- ABOUT THIS TASK: Set down the data again in full, keeping every line exactly as it is.

╔══

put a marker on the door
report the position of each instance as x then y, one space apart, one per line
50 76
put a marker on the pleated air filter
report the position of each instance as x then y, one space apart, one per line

╚══

- EXERCISE ANSWER:
put a marker on the door
report the position of each instance as x then y, one space apart, one per line
50 76
put a marker on the pleated air filter
report the position of each instance as x then y, one space apart, one per line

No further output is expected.